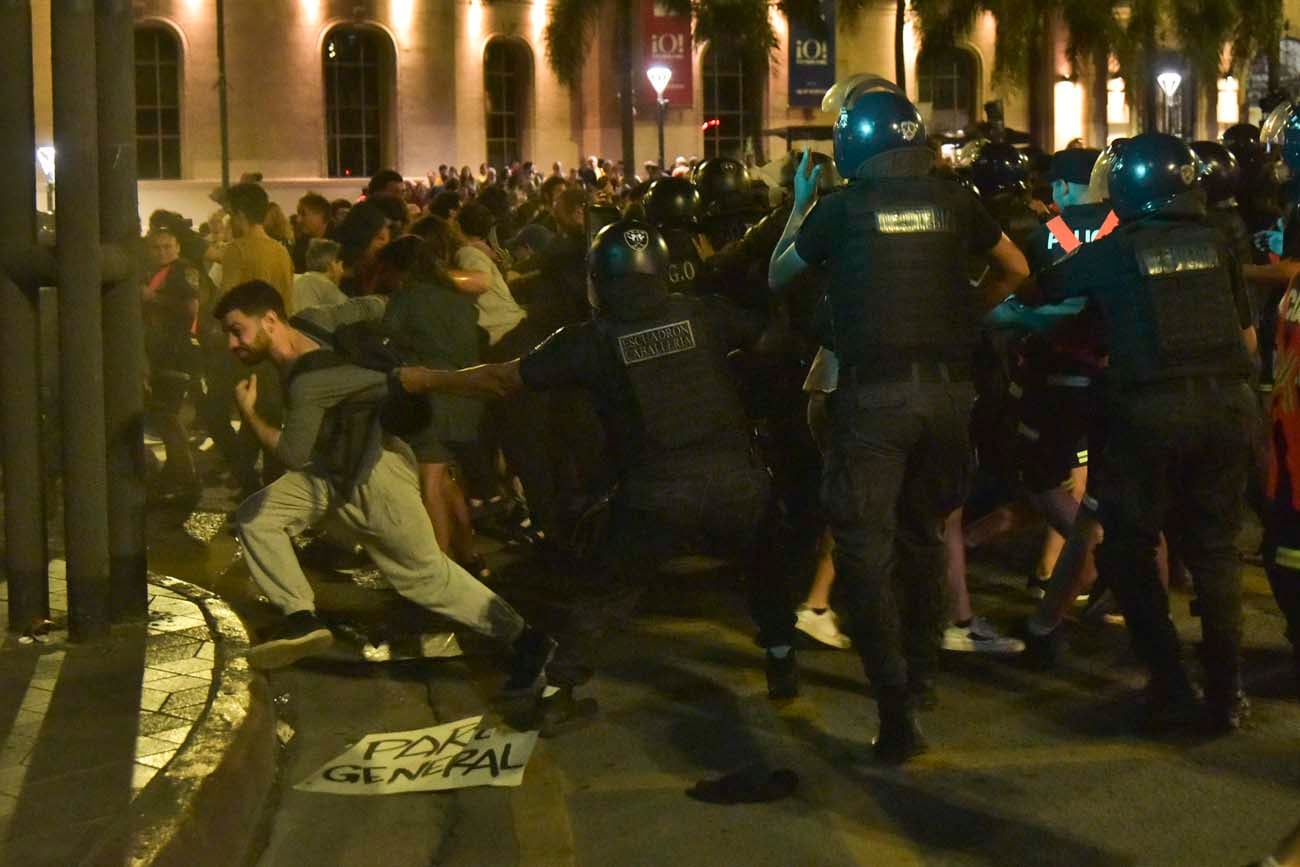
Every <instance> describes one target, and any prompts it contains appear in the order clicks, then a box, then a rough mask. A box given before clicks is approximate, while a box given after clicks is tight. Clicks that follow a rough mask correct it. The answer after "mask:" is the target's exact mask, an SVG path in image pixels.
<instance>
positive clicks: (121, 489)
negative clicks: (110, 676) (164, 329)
mask: <svg viewBox="0 0 1300 867" xmlns="http://www.w3.org/2000/svg"><path fill="white" fill-rule="evenodd" d="M134 42H135V19H134V16H133V14H131V3H130V0H96V17H95V45H96V49H95V52H96V53H95V66H96V70H98V73H96V78H98V79H99V185H100V214H99V234H100V239H101V240H103V242H104V243H105V244H117V246H120V247H122V248H125V247H127V246H130V244H134V243H135V242H136V240H138V238H139V227H138V222H139V213H138V211H139V203H138V200H136V191H135V183H136V172H135V52H134ZM134 277H135V276H134V274H127V278H126V279H122V281H118V282H116V283H112V285H109V286H108V289H107V291H105V292H104V412H105V425H107V439H108V468H109V473H108V549H109V581H110V585H112V590H110V611H112V616H113V620H114V621H120V620H131V619H140V617H144V616H146V615H147V614H148V589H147V586H146V572H147V563H146V547H144V495H146V494H144V400H143V393H142V383H140V380H142V377H143V364H142V359H140V351H142V347H143V346H144V325H143V322H142V318H140V292H139V287H138V286H136V282H135V279H134Z"/></svg>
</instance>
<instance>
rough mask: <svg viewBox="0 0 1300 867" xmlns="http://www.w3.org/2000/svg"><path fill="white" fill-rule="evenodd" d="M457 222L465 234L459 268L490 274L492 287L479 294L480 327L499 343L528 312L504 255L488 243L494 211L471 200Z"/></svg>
mask: <svg viewBox="0 0 1300 867" xmlns="http://www.w3.org/2000/svg"><path fill="white" fill-rule="evenodd" d="M456 222H459V224H460V231H461V233H463V234H464V237H465V242H464V243H463V244H461V246H460V248H459V250H458V251H456V268H459V269H461V270H468V272H477V273H481V274H484V276H486V277H487V289H486V290H485V291H482V292H477V294H476V296H474V304H477V307H478V328H481V329H484V330H485V331H487V344H489V346H490V347H497V346H498V344H499V343H500V342H502V341H503V339H504V338H506V337H507V335H508V334H510V333H511V331H513V330H515V329H517V328H519V326H520V325H521V324H523V322H524V320H525V318H526V317H528V313H526V312H525V311H524V308H523V307H520V305H519V303H517V302H516V300H515V296H513V295H512V294H511V292H510V285H508V283H506V276H504V274H503V273H502V266H500V265H502V263H500V259H499V256H498V253H497V251H494V250H493V248H491V247H490V246H489V244H487V237H489V234H490V233H491V227H493V222H494V220H493V214H491V212H490V211H489V209H487V208H485V207H484V205H481V204H477V203H474V204H468V205H465V207H464V208H461V209H460V212H459V213H458V214H456ZM490 355H495V354H490ZM511 357H513V356H511Z"/></svg>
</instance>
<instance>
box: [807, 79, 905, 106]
mask: <svg viewBox="0 0 1300 867" xmlns="http://www.w3.org/2000/svg"><path fill="white" fill-rule="evenodd" d="M871 90H887V91H893V92H894V94H898V95H900V96H906V94H905V92H904V91H902V88H901V87H898V86H897V84H894V83H893V82H892V81H889V79H888V78H881V77H880V75H871V74H867V73H859V74H857V75H849V77H848V78H845V79H842V81H837V82H836V83H833V84H831V87H828V88H827V91H826V95H823V96H822V110H823V112H829V113H832V114H839V113H840V109H841V108H844V107H845V105H849V104H852V103H853V100H852V99H850V97H852V96H857V95H858V94H865V92H867V91H871Z"/></svg>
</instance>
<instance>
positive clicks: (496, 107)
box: [484, 39, 533, 168]
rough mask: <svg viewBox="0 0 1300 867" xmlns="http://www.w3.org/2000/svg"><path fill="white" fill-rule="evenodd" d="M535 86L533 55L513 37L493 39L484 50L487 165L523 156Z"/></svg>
mask: <svg viewBox="0 0 1300 867" xmlns="http://www.w3.org/2000/svg"><path fill="white" fill-rule="evenodd" d="M532 88H533V58H532V56H530V55H529V52H528V48H526V47H525V45H523V44H521V43H519V42H513V40H510V39H493V40H491V42H489V43H487V48H486V51H484V96H485V99H484V104H485V107H486V110H487V165H493V166H498V168H502V166H508V165H510V164H511V162H517V161H519V160H523V159H524V133H525V126H526V118H528V103H529V96H530V94H532Z"/></svg>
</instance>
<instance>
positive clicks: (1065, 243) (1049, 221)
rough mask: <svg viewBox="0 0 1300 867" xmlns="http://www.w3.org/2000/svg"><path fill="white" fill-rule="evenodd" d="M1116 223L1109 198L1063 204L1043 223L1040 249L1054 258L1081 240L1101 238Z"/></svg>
mask: <svg viewBox="0 0 1300 867" xmlns="http://www.w3.org/2000/svg"><path fill="white" fill-rule="evenodd" d="M1118 225H1119V218H1118V217H1115V216H1114V212H1113V211H1112V209H1110V203H1109V201H1095V203H1088V204H1074V205H1066V207H1065V208H1062V209H1061V214H1060V216H1057V217H1053V218H1052V220H1049V221H1048V222H1047V225H1045V227H1047V230H1048V231H1047V237H1045V238H1044V242H1045V243H1047V250H1045V251H1044V253H1045V255H1047V257H1048V259H1049V260H1050V261H1058V260H1061V259H1065V257H1066V255H1069V253H1071V252H1074V251H1075V250H1078V248H1079V247H1080V246H1082V244H1091V243H1092V242H1093V240H1097V239H1099V238H1105V237H1106V235H1108V234H1110V233H1112V231H1114V229H1115V226H1118Z"/></svg>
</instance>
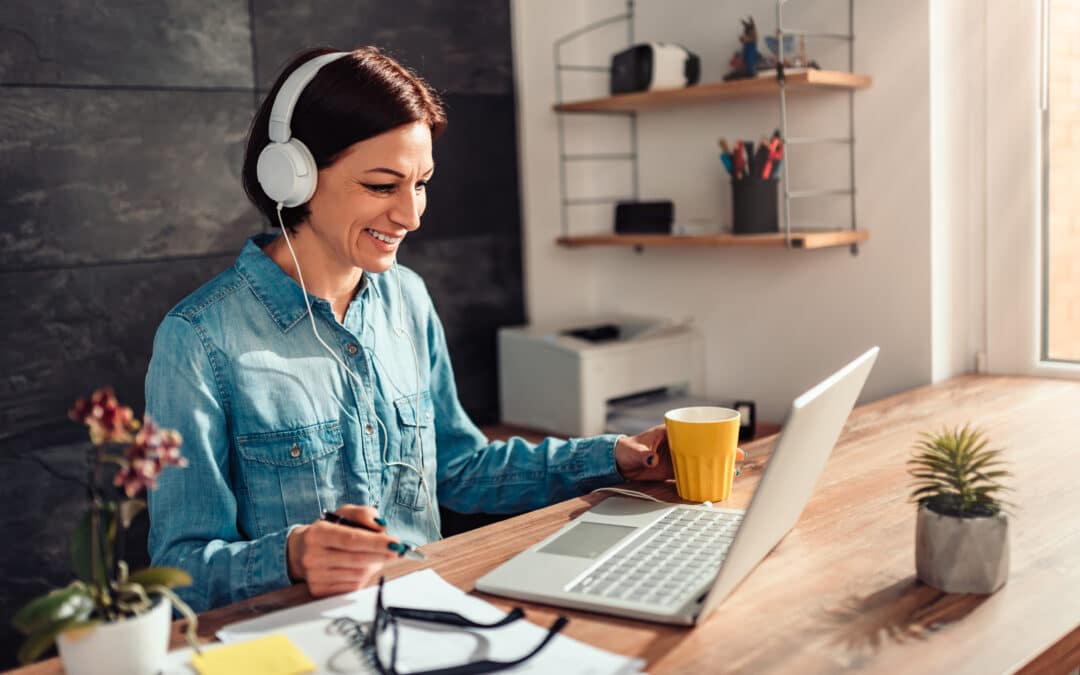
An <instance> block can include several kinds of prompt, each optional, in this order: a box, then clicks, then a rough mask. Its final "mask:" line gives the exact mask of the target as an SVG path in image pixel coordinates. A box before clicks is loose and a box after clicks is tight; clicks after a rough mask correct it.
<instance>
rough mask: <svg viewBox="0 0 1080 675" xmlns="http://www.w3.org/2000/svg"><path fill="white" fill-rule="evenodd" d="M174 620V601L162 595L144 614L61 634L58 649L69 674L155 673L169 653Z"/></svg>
mask: <svg viewBox="0 0 1080 675" xmlns="http://www.w3.org/2000/svg"><path fill="white" fill-rule="evenodd" d="M172 620H173V604H172V603H171V602H170V600H168V598H167V597H159V598H157V604H156V605H154V606H153V608H152V609H150V611H148V612H146V613H145V615H139V616H137V617H131V618H129V619H122V620H120V621H117V622H113V623H99V624H97V625H94V626H90V627H86V629H76V630H73V631H67V632H65V633H60V634H59V635H57V636H56V648H57V649H58V650H59V652H60V660H63V661H64V670H65V671H66V672H67V673H68V675H99V674H103V673H108V674H109V675H154V674H156V673H158V672H160V671H161V666H162V664H163V663H164V662H165V654H166V653H167V652H168V633H170V625H171V624H172Z"/></svg>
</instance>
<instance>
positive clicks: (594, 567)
mask: <svg viewBox="0 0 1080 675" xmlns="http://www.w3.org/2000/svg"><path fill="white" fill-rule="evenodd" d="M877 355H878V348H877V347H875V348H873V349H870V350H869V351H867V352H866V353H865V354H863V355H862V356H860V357H859V359H855V360H854V361H852V362H851V363H849V364H848V365H846V366H845V367H843V368H841V369H840V370H838V372H837V373H835V374H834V375H832V376H829V377H828V378H827V379H825V380H824V381H823V382H821V383H820V384H818V386H816V387H814V388H813V389H811V390H810V391H808V392H806V393H805V394H802V395H801V396H799V397H798V399H796V400H795V402H794V403H792V409H791V411H789V413H788V415H787V420H786V421H785V423H784V428H783V432H782V433H781V435H780V440H779V441H778V442H777V446H775V448H774V449H773V453H772V457H771V459H770V460H769V462H768V464H767V465H766V470H765V474H764V475H762V476H761V481H760V483H759V484H758V487H757V490H756V491H755V492H754V497H753V499H752V501H751V504H750V507H748V508H747V509H746V511H741V510H734V509H719V508H708V507H704V505H701V507H698V505H675V504H666V503H657V502H652V501H647V500H639V499H632V498H624V497H612V498H610V499H607V500H605V501H603V502H600V503H598V504H596V505H595V507H593V508H592V509H590V510H589V511H588V512H585V513H584V514H582V515H581V516H580V517H578V518H576V519H573V521H572V522H571V523H568V524H567V525H566V526H564V527H563V528H562V529H559V530H558V531H557V532H555V534H554V535H552V536H551V537H548V538H546V539H544V540H543V541H541V542H540V543H538V544H536V545H535V546H531V548H530V549H528V550H526V551H523V552H522V553H519V554H518V555H516V556H514V557H513V558H511V559H509V561H507V562H505V563H503V564H502V565H500V566H499V567H497V568H495V569H494V570H491V571H490V572H488V573H487V575H485V576H484V577H482V578H481V579H478V580H477V581H476V590H478V591H483V592H484V593H491V594H495V595H503V596H507V597H513V598H519V599H525V600H534V602H539V603H548V604H551V605H559V606H563V607H572V608H576V609H590V610H594V611H599V612H604V613H610V615H618V616H622V617H631V618H634V619H646V620H650V621H659V622H663V623H677V624H694V623H698V622H701V621H704V620H705V619H706V618H707V617H708V616H710V615H711V613H712V612H713V611H714V610H716V608H717V607H718V606H719V604H720V603H721V602H723V600H724V598H726V597H727V596H728V595H729V594H730V593H731V592H732V591H733V590H734V588H735V586H737V585H738V584H739V582H741V581H742V580H743V579H744V578H745V577H746V576H747V575H748V573H750V572H751V570H753V569H754V567H755V566H757V564H758V563H759V562H760V561H761V558H764V557H765V556H766V555H767V554H768V553H769V552H770V551H771V550H772V549H773V546H775V545H777V543H779V542H780V540H781V539H782V538H783V537H784V535H786V534H787V532H788V531H789V530H791V529H792V527H794V526H795V522H796V521H797V519H798V517H799V514H800V513H801V512H802V508H804V507H805V505H806V503H807V500H808V499H809V498H810V492H811V491H812V490H813V486H814V483H816V482H818V476H819V475H821V472H822V469H823V468H824V467H825V461H826V460H827V459H828V455H829V453H831V451H832V450H833V446H834V445H836V441H837V438H838V437H839V436H840V431H841V430H842V429H843V423H845V421H846V420H847V419H848V415H850V413H851V409H852V407H853V406H854V404H855V400H856V399H858V397H859V393H860V392H861V391H862V389H863V383H864V382H865V381H866V377H867V375H869V372H870V368H872V367H873V365H874V361H875V360H876V359H877Z"/></svg>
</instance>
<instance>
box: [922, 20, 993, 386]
mask: <svg viewBox="0 0 1080 675" xmlns="http://www.w3.org/2000/svg"><path fill="white" fill-rule="evenodd" d="M986 11H987V8H986V0H953V1H949V2H934V3H932V4H931V6H930V43H931V59H932V65H933V67H932V68H931V69H930V82H931V105H930V109H931V157H930V165H931V170H930V176H931V202H932V207H931V208H932V214H933V217H932V234H931V267H932V270H933V271H932V279H933V295H932V303H933V309H932V314H933V321H932V326H933V380H934V381H939V380H943V379H946V378H949V377H951V376H954V375H956V374H957V373H964V372H971V370H973V369H975V365H976V364H975V353H976V352H985V350H986V339H987V336H986V199H987V198H986V177H987V174H986V160H987V157H986V138H987V129H986V119H987V105H986V100H987V99H986V90H987V81H986V72H987V63H986V37H987V36H986V29H987V25H986Z"/></svg>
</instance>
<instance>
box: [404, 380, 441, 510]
mask: <svg viewBox="0 0 1080 675" xmlns="http://www.w3.org/2000/svg"><path fill="white" fill-rule="evenodd" d="M394 408H395V410H396V413H397V431H399V433H400V434H401V444H402V445H401V450H402V451H401V457H402V460H401V461H403V462H405V463H407V464H409V465H410V467H413V468H415V469H417V470H419V471H422V472H423V475H424V478H426V481H427V483H428V488H429V489H431V490H434V489H435V488H434V485H433V483H434V480H435V406H434V405H433V404H432V402H431V392H428V391H423V392H420V396H419V405H417V395H416V394H413V395H410V396H402V397H401V399H397V400H396V401H394ZM426 492H427V490H426V489H424V487H423V485H422V484H421V483H420V474H419V473H417V471H414V470H413V469H409V468H407V467H399V472H397V487H396V489H395V497H394V500H395V501H396V503H399V504H401V505H403V507H408V508H409V509H413V510H415V511H422V510H423V509H426V508H427V507H428V495H427V494H426Z"/></svg>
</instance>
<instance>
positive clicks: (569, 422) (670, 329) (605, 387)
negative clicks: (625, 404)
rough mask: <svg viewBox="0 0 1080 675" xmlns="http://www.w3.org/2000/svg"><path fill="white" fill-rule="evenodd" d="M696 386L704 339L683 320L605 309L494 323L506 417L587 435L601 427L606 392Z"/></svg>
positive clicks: (500, 378) (702, 355)
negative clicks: (548, 317) (621, 314)
mask: <svg viewBox="0 0 1080 675" xmlns="http://www.w3.org/2000/svg"><path fill="white" fill-rule="evenodd" d="M703 388H704V341H703V340H702V337H701V335H700V334H699V333H698V332H697V330H696V329H693V328H692V327H691V326H690V325H689V324H688V323H683V324H678V323H673V322H670V321H666V320H653V319H643V318H634V316H619V315H611V316H604V318H598V319H591V320H589V321H583V322H573V323H561V324H549V325H530V326H517V327H508V328H501V329H500V330H499V403H500V405H501V407H502V421H503V423H507V424H514V426H519V427H527V428H529V429H537V430H542V431H546V432H551V433H554V434H557V435H563V436H592V435H596V434H599V433H604V432H605V431H606V429H607V424H606V422H607V417H608V411H609V410H608V407H609V402H611V401H612V400H619V399H625V397H629V396H634V395H637V394H643V393H649V394H650V395H651V397H652V400H653V401H654V400H656V396H657V395H658V393H660V392H662V391H670V392H672V395H673V396H677V395H685V394H688V393H689V394H699V393H701V392H702V391H703ZM660 395H663V394H662V393H660ZM672 407H677V406H674V405H673V406H672ZM662 422H663V419H662V416H661V419H658V420H656V422H654V423H662Z"/></svg>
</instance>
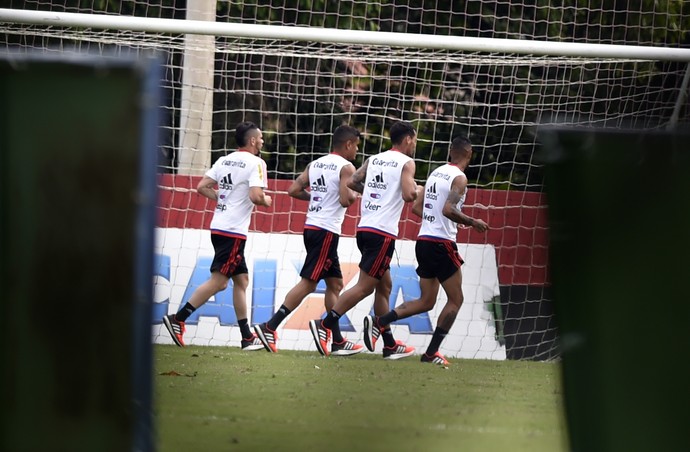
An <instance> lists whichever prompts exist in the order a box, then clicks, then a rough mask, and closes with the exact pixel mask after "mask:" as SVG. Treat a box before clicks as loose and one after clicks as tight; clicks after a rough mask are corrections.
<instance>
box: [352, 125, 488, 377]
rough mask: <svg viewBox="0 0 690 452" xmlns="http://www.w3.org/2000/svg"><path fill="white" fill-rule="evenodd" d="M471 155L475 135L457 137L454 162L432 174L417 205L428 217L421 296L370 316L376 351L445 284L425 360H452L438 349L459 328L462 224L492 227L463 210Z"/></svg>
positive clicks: (474, 226)
mask: <svg viewBox="0 0 690 452" xmlns="http://www.w3.org/2000/svg"><path fill="white" fill-rule="evenodd" d="M471 158H472V144H471V143H470V141H469V139H468V138H466V137H464V136H459V137H456V138H455V139H453V141H452V143H451V147H450V163H447V164H445V165H442V166H440V167H439V168H437V169H436V170H434V172H432V173H431V176H429V179H428V180H427V182H426V185H425V187H424V192H423V193H419V194H418V197H417V199H416V200H415V202H414V204H413V205H412V212H413V213H414V214H416V215H418V216H420V217H422V224H421V227H420V229H419V235H418V237H417V243H416V245H415V255H416V257H417V264H418V267H417V274H418V275H419V278H420V279H419V286H420V289H421V292H422V294H421V298H419V299H417V300H413V301H407V302H404V303H402V304H401V305H399V306H397V307H396V308H395V309H393V310H391V311H390V312H388V313H387V314H385V315H382V316H380V317H379V316H375V317H372V316H369V315H368V316H366V317H364V344H365V345H366V346H367V348H368V349H369V350H374V346H375V345H376V340H377V339H378V337H379V336H380V334H381V332H382V331H385V330H386V329H387V328H389V325H390V324H391V323H393V322H395V321H396V320H400V319H404V318H407V317H410V316H413V315H415V314H419V313H421V312H426V311H429V310H431V309H432V308H433V307H434V306H435V305H436V296H437V295H438V289H439V285H441V286H443V290H444V291H445V292H446V295H447V296H448V302H447V303H446V305H445V306H444V307H443V310H442V311H441V313H440V315H439V317H438V324H437V326H436V329H435V330H434V333H433V335H432V336H431V342H430V343H429V346H428V347H427V349H426V352H425V353H424V354H423V355H422V357H421V361H422V362H426V363H435V364H440V365H447V364H448V361H447V360H446V358H445V357H444V356H443V355H442V354H441V353H440V352H439V351H438V349H439V347H440V345H441V342H443V339H445V337H446V335H447V334H448V331H450V328H451V327H452V326H453V323H454V322H455V318H456V316H457V314H458V311H460V307H461V306H462V302H463V299H464V298H463V293H462V272H461V270H460V266H461V265H462V264H463V260H462V258H461V257H460V255H459V254H458V247H457V244H456V238H457V234H458V229H457V228H458V224H463V225H466V226H471V227H472V228H474V229H475V230H476V231H479V232H486V231H487V230H488V229H489V226H488V225H487V224H486V223H485V222H484V221H482V220H479V219H475V218H471V217H469V216H467V215H465V214H464V213H462V212H461V209H462V206H463V204H464V203H465V197H466V195H467V176H465V173H464V172H463V171H464V170H465V168H467V165H469V162H470V159H471Z"/></svg>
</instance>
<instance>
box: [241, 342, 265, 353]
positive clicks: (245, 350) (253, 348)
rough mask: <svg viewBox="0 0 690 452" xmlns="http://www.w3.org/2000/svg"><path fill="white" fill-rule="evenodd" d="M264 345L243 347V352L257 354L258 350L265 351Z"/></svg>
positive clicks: (242, 349)
mask: <svg viewBox="0 0 690 452" xmlns="http://www.w3.org/2000/svg"><path fill="white" fill-rule="evenodd" d="M263 349H264V345H263V344H257V345H247V346H246V347H243V348H242V350H244V351H245V352H255V351H257V350H263Z"/></svg>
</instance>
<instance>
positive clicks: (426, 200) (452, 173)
mask: <svg viewBox="0 0 690 452" xmlns="http://www.w3.org/2000/svg"><path fill="white" fill-rule="evenodd" d="M464 174H465V173H463V172H462V170H461V169H460V168H458V167H457V166H456V165H452V164H450V163H447V164H445V165H443V166H440V167H438V168H436V169H435V170H434V171H433V172H432V173H431V175H430V176H429V178H428V179H427V181H426V184H425V185H424V209H423V211H422V225H421V227H420V228H419V235H418V237H427V238H432V239H441V240H450V241H453V242H455V241H456V240H457V236H458V224H457V223H456V222H454V221H453V220H450V219H448V218H447V217H446V216H445V215H443V205H444V204H445V202H446V199H448V193H450V187H451V185H452V183H453V180H454V179H455V178H456V177H458V176H460V175H464ZM466 196H467V187H465V192H464V193H463V194H462V197H461V198H460V201H459V202H458V204H457V208H458V210H460V209H462V206H463V204H465V197H466Z"/></svg>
★ ★ ★ ★ ★
Exercise objective
Within the material above, transcribe exactly the lines that run from the line holding "negative clicks: (625, 404)" through the line holding "positive clicks: (500, 378) (702, 355)".

Task solution
negative clicks: (625, 404)
rough mask: <svg viewBox="0 0 1080 675" xmlns="http://www.w3.org/2000/svg"><path fill="white" fill-rule="evenodd" d="M696 386L704 339L683 320L605 309L494 323L506 417L587 435L601 427L606 392Z"/></svg>
positive clicks: (500, 378) (702, 355)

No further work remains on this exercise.